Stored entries

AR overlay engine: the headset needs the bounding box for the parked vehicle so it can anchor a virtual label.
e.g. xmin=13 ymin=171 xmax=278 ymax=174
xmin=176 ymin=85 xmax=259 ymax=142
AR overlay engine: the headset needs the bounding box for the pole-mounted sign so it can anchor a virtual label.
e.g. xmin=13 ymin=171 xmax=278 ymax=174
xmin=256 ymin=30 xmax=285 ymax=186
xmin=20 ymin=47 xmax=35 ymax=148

Aim of the task
Write out each of the entries above line for line, with no changes.

Answer below
AR overlay engine: the headset needs the bounding box for the parked vehicle so it can anchor a virtual label.
e.g. xmin=13 ymin=171 xmax=278 ymax=174
xmin=176 ymin=85 xmax=259 ymax=142
AR overlay engine: the headset needs the bounding box for the pole-mounted sign so it can anchor a virtual label.
e.g. xmin=13 ymin=171 xmax=278 ymax=174
xmin=256 ymin=30 xmax=285 ymax=186
xmin=20 ymin=47 xmax=35 ymax=148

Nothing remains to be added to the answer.